Problem to solve.
Will you reproduce, word for word, the lines running from the one containing "Place one point per instance of the logo" through the final line below, and nothing else?

Listed records.
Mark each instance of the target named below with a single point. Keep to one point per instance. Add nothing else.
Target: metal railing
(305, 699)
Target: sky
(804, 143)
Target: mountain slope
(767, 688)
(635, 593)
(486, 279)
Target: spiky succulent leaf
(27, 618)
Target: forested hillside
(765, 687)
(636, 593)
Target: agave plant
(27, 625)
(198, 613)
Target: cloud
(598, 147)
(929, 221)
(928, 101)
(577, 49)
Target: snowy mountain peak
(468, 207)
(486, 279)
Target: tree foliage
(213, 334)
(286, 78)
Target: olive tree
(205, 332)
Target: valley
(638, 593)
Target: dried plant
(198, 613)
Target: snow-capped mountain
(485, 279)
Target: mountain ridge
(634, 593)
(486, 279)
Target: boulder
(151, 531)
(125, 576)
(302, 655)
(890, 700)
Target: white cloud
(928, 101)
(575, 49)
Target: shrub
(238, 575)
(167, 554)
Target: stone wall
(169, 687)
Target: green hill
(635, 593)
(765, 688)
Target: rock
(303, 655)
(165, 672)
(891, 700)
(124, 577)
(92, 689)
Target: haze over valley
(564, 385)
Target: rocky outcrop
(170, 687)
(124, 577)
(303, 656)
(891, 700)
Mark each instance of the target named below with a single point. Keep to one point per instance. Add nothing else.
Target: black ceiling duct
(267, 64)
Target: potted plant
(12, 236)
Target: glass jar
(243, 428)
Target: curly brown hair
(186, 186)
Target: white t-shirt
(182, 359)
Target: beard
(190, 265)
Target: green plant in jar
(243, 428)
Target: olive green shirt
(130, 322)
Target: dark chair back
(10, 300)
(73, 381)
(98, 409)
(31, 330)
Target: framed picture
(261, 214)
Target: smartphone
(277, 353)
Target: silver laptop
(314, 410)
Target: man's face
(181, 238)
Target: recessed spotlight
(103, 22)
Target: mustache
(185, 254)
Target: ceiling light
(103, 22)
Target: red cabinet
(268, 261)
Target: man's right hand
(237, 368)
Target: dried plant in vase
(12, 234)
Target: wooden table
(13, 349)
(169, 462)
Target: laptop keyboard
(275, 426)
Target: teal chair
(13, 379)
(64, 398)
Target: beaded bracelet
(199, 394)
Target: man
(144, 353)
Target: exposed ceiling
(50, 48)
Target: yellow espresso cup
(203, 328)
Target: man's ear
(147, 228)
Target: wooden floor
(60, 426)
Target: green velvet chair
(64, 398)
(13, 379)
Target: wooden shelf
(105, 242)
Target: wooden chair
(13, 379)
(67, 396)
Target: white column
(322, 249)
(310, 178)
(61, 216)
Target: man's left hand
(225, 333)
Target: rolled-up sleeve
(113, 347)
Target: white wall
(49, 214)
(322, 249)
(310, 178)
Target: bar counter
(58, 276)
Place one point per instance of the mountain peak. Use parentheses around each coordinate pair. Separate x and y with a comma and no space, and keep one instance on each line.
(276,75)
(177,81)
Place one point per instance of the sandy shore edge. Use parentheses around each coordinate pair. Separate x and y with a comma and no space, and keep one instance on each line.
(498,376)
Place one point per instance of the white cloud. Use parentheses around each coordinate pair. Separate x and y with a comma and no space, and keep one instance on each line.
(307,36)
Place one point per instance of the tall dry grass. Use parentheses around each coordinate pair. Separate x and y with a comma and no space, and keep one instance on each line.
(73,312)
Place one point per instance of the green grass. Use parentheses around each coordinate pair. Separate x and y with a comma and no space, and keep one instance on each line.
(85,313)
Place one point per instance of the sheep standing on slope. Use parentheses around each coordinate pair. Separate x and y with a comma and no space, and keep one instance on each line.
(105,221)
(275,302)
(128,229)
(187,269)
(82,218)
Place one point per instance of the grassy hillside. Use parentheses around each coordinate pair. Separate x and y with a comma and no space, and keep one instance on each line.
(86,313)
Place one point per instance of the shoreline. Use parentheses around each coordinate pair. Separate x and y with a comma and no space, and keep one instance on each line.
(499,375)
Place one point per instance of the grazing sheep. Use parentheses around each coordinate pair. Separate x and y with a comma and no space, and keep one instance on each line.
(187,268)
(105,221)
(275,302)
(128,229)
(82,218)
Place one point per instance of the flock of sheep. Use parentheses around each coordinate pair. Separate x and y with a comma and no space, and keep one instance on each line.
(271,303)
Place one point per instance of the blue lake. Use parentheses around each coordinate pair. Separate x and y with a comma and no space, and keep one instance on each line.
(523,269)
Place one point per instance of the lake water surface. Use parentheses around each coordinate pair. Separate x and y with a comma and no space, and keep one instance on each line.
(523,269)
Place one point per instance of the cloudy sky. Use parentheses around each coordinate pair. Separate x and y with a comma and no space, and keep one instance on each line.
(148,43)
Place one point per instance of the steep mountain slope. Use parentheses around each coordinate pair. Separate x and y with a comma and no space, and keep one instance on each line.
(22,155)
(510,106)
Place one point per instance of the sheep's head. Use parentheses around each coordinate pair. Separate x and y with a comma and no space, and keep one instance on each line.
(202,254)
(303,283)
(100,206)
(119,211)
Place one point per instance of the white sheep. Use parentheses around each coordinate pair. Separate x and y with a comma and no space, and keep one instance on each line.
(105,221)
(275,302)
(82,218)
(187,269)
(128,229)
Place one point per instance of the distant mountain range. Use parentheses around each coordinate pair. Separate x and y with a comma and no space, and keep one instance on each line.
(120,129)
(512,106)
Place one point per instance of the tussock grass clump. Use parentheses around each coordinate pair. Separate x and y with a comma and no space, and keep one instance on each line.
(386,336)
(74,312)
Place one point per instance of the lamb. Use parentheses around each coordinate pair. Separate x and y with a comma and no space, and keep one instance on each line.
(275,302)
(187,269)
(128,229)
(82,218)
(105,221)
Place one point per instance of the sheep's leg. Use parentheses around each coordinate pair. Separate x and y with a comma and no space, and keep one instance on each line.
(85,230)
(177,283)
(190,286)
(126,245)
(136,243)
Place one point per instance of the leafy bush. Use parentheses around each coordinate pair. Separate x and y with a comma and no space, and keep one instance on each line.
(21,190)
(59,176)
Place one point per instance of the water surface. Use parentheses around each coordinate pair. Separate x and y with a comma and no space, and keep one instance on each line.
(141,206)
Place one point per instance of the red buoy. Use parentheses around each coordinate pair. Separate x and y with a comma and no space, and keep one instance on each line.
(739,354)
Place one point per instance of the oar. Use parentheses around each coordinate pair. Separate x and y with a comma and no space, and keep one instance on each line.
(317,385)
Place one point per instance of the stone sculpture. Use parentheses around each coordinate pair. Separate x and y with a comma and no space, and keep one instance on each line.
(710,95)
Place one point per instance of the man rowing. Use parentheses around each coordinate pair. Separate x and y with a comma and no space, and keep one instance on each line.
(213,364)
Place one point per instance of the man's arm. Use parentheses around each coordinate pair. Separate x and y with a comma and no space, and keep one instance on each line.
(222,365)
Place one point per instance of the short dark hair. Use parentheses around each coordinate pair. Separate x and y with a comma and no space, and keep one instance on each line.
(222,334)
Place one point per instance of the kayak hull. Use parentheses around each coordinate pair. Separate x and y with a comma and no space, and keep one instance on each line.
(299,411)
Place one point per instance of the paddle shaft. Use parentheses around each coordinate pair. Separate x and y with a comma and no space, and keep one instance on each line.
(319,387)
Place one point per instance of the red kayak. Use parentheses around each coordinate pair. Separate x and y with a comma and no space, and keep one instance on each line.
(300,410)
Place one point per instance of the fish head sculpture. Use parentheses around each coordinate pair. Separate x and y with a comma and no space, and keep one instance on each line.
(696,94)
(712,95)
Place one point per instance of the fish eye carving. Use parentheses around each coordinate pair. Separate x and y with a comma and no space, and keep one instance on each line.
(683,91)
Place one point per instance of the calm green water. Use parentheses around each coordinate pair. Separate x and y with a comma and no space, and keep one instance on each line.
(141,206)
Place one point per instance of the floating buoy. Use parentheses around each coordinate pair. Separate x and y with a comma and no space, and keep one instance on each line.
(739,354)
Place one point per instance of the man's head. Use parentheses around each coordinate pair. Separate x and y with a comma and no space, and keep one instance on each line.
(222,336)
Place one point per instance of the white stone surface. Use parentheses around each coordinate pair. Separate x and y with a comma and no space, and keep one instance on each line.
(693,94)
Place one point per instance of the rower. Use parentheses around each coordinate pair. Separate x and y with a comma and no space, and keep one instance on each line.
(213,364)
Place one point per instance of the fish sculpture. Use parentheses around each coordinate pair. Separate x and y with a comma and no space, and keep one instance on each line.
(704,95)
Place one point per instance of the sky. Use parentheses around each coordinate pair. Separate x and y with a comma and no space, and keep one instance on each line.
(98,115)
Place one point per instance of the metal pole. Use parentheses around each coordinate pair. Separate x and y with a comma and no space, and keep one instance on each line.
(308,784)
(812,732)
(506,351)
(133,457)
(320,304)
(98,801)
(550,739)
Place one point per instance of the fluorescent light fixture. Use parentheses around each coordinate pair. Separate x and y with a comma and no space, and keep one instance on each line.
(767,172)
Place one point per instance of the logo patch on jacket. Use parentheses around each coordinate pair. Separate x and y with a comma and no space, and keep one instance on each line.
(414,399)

Completed task.
Place one point per instance of the logo patch on jacket. Use parentheses around each coordinate pair. Separate x and y with a comma and no space, and keep one instance on each line.
(414,399)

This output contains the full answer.